WHAT THE TASK REQUIRES: Write out every line of the material below again, requests included, and add -9 to each coordinate in the answers. Leave the pictures out of your reply.

start SUPPLIED ENTRIES

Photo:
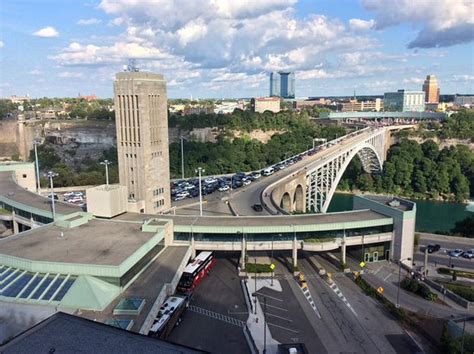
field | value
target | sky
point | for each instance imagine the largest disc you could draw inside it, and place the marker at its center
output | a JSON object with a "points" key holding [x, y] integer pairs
{"points": [[227, 48]]}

end SUPPLIED ENTRIES

SOLUTION FOR THIS EXERCISE:
Photo:
field | value
target | sky
point | for each instance imagine the largest disc you could draw inside it, and place the marker at its center
output | a JSON object with a "points" key holding [x, y] integer pairs
{"points": [[218, 39]]}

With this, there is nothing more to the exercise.